TRY IT: Copy out all lines bearing the word "helicopter" from the listing below.

DATA PROVIDED:

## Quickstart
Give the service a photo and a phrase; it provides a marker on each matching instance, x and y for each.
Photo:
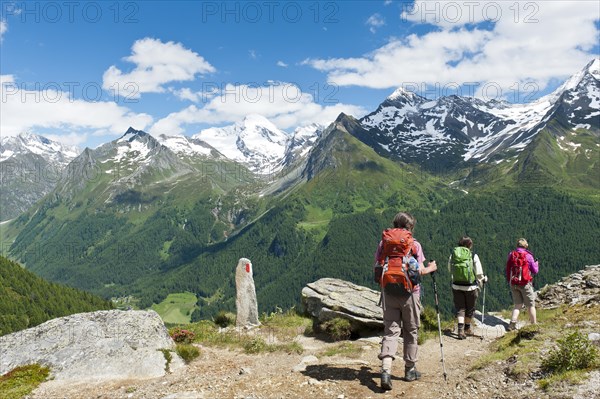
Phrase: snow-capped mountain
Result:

---

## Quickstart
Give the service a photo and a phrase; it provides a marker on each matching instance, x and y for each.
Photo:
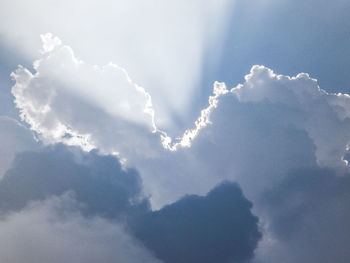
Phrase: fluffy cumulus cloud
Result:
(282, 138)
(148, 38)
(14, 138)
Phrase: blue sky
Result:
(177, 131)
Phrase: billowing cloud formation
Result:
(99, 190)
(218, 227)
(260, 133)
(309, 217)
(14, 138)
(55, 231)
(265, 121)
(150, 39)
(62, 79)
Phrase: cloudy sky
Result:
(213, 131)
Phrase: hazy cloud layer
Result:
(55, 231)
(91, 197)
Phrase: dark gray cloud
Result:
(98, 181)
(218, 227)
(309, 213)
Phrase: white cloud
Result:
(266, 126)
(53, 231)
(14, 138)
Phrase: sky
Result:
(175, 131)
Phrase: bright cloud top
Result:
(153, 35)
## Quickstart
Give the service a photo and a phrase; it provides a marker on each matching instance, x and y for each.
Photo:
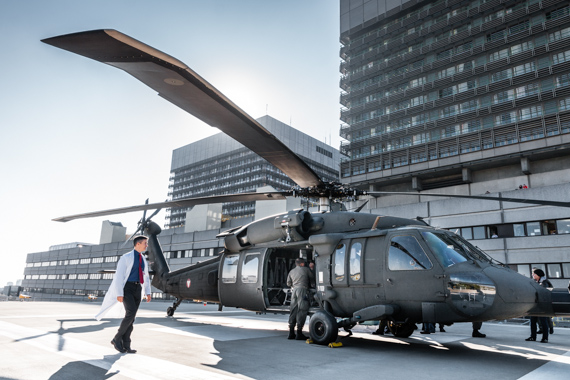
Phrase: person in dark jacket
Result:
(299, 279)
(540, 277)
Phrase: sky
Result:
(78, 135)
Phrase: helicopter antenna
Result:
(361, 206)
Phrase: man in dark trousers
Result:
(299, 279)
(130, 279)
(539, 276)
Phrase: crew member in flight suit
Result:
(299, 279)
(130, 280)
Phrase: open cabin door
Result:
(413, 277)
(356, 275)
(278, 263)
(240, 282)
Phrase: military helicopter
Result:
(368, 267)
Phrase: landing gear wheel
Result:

--

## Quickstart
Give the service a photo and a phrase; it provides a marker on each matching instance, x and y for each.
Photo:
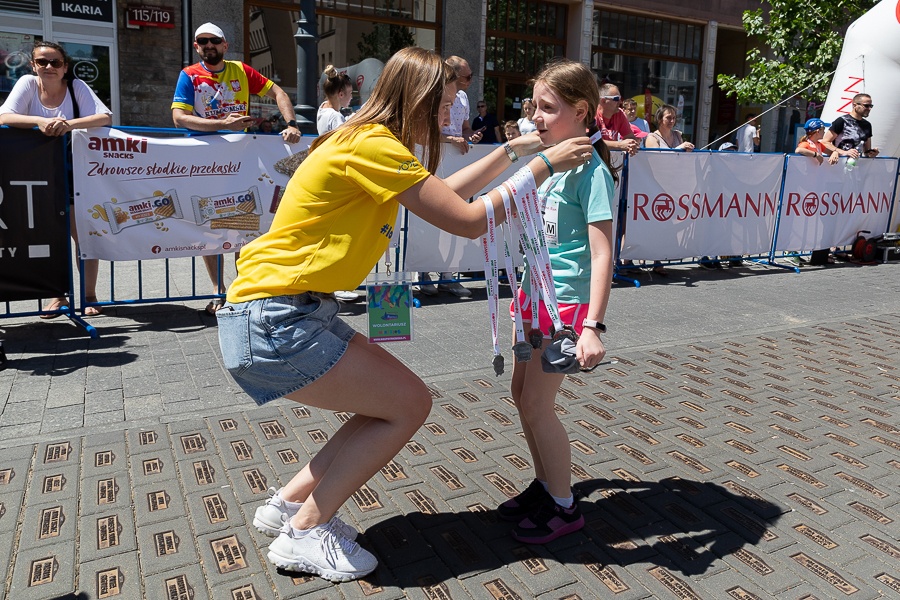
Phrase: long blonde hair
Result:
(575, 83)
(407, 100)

ANSWER SECTION:
Phrase: helicopter antenna
Phrase: military helicopter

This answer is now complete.